## PROBLEMS AND TASKS
1. In the text on lithium battery lifetime, which practice does the writer call "the biggie"?
2. Carry on the text on lithium battery lifetime from its last sentence.

## TEXT EXCERPT
5. Individual cells are balance-charged. Lithium chemistries really, really hate being overcharged. What typically kills cheap laptop batteries is a design that uses a single charging circuit, passing through all the cells. These cheap designs cutoff charging once all the cells have reached nominal. If a cell reaches nominal early, it gets overcharged while waiting for the slowpokes, hurting its capacity and making it hit nominal even earlier the next charge cycle. Typically when new all the cells are more-or-less matched, but over time they drift apart. This is more important for LiPoly chemistries than LiIon, but it still matters for battery lifetime over a few hundred charges. People can tear apart used laptop batteries to get the "good" remaining cells for other uses.
6. Not charging to full rating. Continuously charging a Lithium battery to its full rating will also hurt lifetime. Newer laptops can be setup to only charge to 50-80% during the week and 100% on the weekends, or on-demand. Looks like other than EDL, the MER batteries kept below ~75% capacity. Old laptops used to keep their cells at 100% all the time while plugged in for extended amounts of time, seriously compromising their performance. Smarter chargers now charge to the requested level, and shutoff until the level has dropped an amount, typically 3-5%. They also can be setup so that the system load is not run directly off the batteries, allowing the charger to provide power directly to the system without routing it through the battery first. Also, the MER charging is always done in a pretty benign environment, with batteries that are presumably pretty cool.
7. No intentional deep-discharges. This, IMO, is the biggie. Looking at the graph in the paper, the only time MER batteries were ever deep discharged was the Spirit anomaly, otherwise they are kept at about 50% DoD. The anomaly drained her batteries to the cutoff voltage (Lithium chemistries are damaged when drained completely, unlike NiCd or NiMH. Batteries typically have a self-protection circuit that cuts the ground line below a minimum voltage during discharge.) People often drain laptops and phones until the battery is "dead" with the internal cutoff circuit activated - what's worse, they often turn the phone "back on" - with the phone off the battery rises slightly above cutoff, and during boot the power consumption is much lower so the battery continues to drain until the radios are activated and then the phone dies again. These deep discharges really hurt battery lifetime.

## STUDY MATERIAL
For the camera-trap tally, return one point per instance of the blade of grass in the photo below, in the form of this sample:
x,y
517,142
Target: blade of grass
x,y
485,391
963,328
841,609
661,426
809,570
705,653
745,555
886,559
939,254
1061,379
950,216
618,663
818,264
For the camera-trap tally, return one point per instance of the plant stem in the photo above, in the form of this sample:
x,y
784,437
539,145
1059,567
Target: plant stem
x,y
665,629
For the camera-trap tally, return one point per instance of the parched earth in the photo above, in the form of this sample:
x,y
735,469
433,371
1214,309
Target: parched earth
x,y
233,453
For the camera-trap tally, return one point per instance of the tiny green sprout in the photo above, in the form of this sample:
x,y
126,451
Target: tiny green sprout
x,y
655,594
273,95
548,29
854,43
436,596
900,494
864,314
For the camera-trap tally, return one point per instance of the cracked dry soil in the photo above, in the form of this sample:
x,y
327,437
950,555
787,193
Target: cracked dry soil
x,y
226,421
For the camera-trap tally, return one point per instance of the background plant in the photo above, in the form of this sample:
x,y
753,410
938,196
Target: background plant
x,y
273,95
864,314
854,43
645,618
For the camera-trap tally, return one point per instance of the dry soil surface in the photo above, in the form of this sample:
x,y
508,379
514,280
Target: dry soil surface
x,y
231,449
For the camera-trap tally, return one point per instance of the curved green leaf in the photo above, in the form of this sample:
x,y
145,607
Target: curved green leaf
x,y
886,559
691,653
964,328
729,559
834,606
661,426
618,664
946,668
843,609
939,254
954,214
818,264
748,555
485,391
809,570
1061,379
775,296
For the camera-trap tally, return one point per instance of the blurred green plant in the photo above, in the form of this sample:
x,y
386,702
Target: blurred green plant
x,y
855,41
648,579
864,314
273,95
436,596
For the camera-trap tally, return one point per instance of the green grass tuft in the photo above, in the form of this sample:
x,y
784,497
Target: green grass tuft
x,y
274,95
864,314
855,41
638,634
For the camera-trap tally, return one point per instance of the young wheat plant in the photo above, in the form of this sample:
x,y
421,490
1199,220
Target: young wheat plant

## ANSWERS FOR THE TASKS
1. No intentional deep-discharges.

2.
I don't know how accurate the capacity measurements are for the MER batteries, typically a gas-gauge chip is placed in series with the battery and reports capacity basically by comparing current IN versus current OUT. Over time they need to reset their count by doing a "training cycle" - to relearn the battery capacity. Without these training cycles the reported numbers get more and more inaccurate - if you have ever had a device that went from 30% charge down to "OMG I'm gonna die" it's because its gas gauge needed to be retrained. The reported % number is based on a certain capacity, if your battery has degraded below that capacity number, as it drains the battery self-protection circuit flags a warning before it cuts off the battery, hence the OMG message. Typically there is a maximum amount the capacity can go down during each training cycle, so it might take more than one to become accurate again. Since there are two packs per MER, it's possible one battery pack could do a training cycle while the other is in use, but it doesn't seem like that's reflected in the graphs. Maybe they are estimating capacity based on the cell voltage, which is pretty inaccurate (hence the invention of the gas gauge chips). It does look like newer gas gauge chips model aging internally, not sure what was space-rated 15 years ago during MER development though. http://www.ti.com/product/bq27741-g1 is a sample gas gauge chip.
I've done some embedded HW/SW development for cellphones and mobile devices using LiIon and LiPoly batteries, but I am not a battery engineer.
Do I remember right that Oppy's wheel motors have brushes? If so, how in the world (or how on Mars) can those brushes not be totally worn away? Yet Oppy keeps on going, and going, and going.....
Yes, both drive and steering motors on Oppy are brushed which made good design sense given the 90 day, 700 metres driving distance mission success profile. The loss of the steering motor is possibly due to brushes as was the drive motor failure on Spirit, but given the staggering driving statistics for Opportunity the longevity of the motors is astounding. Well to be honest the Lithium Ion batteries are also performing brilliantly. I suspect that the lions share of the credit for both the performance of both batteries and drive motors accrues to the management of the MER engineering team and drivers.
The wear and tear on the brushes is proportional to each actuator use. If you take the current rover odometer, divide by one wheel circumference and multiply by 1500 (the gear ratio) you get a decent number (100 million revs) which is not too shabby but not too out of specs.
Oppy RF steering actuator if I remember correctly (it happened close to 14 years ago!) the most likely theory was that the magnetic detent came unglued and got jammed into the motor.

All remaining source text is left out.